■ About this exercise
All lines from the one with "Per instance of the street sign, set" to the end of the listing below are to be transcribed exactly; both end lines are included, and no other lines are.

+++ Entries provided

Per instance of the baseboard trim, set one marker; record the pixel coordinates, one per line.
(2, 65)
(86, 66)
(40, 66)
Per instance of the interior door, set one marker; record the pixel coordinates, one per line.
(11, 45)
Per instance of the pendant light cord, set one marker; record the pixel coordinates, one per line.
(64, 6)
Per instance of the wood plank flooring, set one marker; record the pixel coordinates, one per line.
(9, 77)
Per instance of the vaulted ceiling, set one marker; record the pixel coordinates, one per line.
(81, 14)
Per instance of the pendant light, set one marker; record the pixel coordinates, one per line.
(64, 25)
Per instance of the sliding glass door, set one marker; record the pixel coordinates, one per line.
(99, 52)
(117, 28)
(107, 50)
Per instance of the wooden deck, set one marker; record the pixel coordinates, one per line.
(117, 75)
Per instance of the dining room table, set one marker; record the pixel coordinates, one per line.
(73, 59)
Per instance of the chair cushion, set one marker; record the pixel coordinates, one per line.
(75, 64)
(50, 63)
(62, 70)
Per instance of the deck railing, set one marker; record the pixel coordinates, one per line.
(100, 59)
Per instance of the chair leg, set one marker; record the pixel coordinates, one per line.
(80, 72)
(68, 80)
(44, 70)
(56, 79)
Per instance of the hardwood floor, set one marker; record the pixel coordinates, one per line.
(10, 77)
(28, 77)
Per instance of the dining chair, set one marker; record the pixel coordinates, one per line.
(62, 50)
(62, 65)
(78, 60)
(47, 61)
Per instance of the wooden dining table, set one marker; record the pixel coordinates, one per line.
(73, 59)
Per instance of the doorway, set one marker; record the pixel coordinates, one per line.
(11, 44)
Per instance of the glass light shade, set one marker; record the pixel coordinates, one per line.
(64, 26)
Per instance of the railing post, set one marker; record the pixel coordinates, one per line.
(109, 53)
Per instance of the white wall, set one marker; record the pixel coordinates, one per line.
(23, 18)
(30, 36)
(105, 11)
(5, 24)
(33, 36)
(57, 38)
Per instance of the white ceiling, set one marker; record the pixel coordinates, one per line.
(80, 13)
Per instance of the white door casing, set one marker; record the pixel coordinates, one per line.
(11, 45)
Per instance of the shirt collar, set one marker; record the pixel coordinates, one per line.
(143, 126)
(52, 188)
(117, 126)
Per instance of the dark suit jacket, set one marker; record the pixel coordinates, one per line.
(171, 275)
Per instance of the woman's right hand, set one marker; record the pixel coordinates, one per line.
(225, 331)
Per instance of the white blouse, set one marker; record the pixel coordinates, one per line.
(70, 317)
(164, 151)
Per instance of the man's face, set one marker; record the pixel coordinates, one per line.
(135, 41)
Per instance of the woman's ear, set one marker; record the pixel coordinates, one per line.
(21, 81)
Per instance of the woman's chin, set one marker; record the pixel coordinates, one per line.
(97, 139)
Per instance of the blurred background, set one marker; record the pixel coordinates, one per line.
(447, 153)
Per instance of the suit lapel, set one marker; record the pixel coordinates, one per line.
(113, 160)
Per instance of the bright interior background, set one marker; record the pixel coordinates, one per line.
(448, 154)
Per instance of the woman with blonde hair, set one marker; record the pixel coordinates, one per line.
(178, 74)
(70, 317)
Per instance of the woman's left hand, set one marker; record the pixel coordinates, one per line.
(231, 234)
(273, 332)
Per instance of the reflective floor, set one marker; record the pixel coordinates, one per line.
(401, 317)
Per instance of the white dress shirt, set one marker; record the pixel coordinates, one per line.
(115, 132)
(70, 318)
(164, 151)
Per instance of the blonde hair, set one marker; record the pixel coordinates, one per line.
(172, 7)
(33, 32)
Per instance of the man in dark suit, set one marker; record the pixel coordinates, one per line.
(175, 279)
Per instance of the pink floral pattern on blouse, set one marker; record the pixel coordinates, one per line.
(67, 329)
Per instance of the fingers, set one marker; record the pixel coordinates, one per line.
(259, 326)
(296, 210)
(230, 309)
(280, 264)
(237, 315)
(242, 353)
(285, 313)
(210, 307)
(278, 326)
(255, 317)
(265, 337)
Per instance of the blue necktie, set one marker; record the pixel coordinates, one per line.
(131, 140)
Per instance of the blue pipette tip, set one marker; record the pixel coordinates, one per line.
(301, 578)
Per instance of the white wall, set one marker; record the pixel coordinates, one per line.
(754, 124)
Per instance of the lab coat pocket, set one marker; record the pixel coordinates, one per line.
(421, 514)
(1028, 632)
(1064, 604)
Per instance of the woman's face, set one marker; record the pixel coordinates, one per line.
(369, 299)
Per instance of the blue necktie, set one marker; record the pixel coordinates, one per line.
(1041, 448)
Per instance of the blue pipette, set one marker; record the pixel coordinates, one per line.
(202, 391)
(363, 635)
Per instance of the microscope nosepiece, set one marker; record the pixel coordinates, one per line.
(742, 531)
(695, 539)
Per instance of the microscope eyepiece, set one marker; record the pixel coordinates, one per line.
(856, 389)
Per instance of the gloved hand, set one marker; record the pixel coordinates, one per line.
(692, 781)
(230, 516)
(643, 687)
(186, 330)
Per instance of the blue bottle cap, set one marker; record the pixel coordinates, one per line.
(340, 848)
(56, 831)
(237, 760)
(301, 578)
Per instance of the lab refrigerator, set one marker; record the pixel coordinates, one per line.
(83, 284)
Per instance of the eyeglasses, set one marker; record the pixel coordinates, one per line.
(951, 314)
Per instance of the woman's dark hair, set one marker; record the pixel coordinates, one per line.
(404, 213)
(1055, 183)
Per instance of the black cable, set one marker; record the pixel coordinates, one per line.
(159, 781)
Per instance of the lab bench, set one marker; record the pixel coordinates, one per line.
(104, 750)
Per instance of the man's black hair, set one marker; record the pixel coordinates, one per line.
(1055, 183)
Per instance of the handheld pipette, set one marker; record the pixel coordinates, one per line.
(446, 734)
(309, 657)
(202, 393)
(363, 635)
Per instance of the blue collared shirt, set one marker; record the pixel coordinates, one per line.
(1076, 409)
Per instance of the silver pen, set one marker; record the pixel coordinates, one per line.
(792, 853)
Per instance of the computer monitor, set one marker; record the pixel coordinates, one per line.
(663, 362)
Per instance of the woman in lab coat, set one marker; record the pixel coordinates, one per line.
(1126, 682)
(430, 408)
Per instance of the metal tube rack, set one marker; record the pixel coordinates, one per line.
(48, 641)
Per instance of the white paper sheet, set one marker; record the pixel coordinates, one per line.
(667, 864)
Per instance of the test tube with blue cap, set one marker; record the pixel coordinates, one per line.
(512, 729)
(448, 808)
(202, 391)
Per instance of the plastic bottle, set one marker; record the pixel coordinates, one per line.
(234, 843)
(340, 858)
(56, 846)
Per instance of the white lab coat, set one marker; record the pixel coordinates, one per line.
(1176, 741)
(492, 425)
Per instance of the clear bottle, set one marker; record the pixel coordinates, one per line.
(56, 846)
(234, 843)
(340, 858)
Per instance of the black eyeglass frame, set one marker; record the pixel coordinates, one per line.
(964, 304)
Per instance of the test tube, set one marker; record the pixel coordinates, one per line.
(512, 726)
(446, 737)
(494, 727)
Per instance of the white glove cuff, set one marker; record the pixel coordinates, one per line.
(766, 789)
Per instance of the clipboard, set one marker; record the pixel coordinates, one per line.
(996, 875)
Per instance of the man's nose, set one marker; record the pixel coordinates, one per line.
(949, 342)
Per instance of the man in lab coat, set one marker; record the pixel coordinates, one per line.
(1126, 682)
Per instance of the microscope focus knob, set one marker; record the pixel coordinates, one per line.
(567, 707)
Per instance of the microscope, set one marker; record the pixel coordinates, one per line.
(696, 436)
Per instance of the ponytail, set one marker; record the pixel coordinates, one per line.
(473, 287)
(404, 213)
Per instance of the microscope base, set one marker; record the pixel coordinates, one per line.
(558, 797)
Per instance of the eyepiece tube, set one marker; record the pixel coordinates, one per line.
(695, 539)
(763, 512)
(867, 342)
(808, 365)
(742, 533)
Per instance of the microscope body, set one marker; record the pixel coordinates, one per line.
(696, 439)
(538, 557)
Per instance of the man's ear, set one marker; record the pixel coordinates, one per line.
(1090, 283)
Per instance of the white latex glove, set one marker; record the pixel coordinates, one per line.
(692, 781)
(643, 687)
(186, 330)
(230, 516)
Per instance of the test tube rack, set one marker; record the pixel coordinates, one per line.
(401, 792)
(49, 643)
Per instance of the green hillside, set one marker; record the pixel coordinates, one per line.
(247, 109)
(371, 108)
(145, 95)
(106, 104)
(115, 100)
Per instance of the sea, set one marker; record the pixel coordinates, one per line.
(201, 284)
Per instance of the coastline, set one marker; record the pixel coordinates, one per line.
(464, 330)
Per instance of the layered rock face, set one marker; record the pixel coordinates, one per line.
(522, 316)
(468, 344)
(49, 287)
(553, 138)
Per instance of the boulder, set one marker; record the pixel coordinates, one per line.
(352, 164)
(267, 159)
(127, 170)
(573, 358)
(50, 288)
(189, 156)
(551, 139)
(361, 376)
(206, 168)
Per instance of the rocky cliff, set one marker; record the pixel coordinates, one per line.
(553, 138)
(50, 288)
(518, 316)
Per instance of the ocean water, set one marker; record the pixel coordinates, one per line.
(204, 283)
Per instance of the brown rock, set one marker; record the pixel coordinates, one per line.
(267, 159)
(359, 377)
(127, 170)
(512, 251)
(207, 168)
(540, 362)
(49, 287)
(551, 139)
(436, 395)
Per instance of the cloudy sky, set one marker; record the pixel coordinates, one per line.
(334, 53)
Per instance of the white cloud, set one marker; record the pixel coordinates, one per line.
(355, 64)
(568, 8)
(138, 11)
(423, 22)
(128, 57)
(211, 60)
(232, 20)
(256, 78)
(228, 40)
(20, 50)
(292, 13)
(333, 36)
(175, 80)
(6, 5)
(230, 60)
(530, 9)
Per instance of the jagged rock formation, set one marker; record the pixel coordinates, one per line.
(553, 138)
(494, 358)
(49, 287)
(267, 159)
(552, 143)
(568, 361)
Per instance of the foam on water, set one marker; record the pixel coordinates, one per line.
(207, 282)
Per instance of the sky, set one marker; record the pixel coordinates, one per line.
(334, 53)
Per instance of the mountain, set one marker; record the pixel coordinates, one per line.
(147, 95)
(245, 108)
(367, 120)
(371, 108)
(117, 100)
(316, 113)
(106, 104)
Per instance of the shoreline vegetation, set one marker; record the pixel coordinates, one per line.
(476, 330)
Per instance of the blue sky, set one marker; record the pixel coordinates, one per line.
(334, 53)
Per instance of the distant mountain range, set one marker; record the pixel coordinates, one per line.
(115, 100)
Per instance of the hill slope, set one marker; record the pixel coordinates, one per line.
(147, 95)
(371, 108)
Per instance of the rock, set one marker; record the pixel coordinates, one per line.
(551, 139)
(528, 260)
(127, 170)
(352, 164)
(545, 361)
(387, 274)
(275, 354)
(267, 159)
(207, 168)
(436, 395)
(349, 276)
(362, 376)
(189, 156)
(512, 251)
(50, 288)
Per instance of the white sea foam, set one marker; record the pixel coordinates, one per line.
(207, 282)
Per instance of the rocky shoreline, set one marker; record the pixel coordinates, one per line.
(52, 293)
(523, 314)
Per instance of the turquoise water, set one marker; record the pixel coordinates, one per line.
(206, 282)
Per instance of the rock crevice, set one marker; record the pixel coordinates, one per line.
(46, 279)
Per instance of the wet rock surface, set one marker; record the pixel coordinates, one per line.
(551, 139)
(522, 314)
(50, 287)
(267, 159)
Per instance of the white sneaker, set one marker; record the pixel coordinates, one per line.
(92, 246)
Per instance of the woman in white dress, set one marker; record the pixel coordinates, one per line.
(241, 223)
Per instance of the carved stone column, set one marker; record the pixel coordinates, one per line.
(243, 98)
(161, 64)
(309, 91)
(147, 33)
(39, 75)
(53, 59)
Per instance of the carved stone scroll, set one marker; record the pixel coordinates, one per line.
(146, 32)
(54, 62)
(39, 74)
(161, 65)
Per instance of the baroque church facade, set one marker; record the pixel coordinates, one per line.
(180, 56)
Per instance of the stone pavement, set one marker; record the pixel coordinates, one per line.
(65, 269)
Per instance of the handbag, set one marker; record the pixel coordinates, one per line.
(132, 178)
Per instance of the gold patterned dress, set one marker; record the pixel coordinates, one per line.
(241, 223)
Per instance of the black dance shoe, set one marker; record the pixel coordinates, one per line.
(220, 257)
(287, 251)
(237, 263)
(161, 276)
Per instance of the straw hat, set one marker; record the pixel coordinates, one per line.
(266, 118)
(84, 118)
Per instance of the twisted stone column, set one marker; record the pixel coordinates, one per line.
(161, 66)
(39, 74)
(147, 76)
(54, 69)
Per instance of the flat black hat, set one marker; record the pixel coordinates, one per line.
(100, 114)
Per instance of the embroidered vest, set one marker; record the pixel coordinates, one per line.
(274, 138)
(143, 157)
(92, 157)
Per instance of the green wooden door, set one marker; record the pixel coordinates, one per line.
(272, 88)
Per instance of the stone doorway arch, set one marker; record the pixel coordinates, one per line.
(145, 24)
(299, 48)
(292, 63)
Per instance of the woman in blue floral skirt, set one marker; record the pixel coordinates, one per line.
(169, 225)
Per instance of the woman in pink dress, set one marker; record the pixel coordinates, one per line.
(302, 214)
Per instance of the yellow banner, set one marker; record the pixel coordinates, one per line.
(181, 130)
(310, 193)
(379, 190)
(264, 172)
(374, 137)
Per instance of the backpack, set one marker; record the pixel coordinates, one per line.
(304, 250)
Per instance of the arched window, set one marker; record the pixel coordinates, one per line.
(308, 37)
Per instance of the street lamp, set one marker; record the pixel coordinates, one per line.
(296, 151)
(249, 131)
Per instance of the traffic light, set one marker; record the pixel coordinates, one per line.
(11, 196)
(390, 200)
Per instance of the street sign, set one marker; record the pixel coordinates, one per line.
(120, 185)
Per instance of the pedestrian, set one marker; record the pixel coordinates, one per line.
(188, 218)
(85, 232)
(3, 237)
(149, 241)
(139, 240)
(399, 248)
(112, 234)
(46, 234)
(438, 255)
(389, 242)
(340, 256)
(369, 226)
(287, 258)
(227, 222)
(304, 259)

++++++

■ Response box
Per instance of the street sign, set one marker; record the pixel coordinates, one per line.
(120, 185)
Per instance of the pedestrian, set one marker; record the pixel coordinates, one per line.
(188, 218)
(85, 232)
(3, 237)
(149, 241)
(139, 240)
(399, 248)
(112, 234)
(46, 234)
(438, 255)
(389, 242)
(340, 256)
(369, 226)
(287, 258)
(227, 222)
(304, 259)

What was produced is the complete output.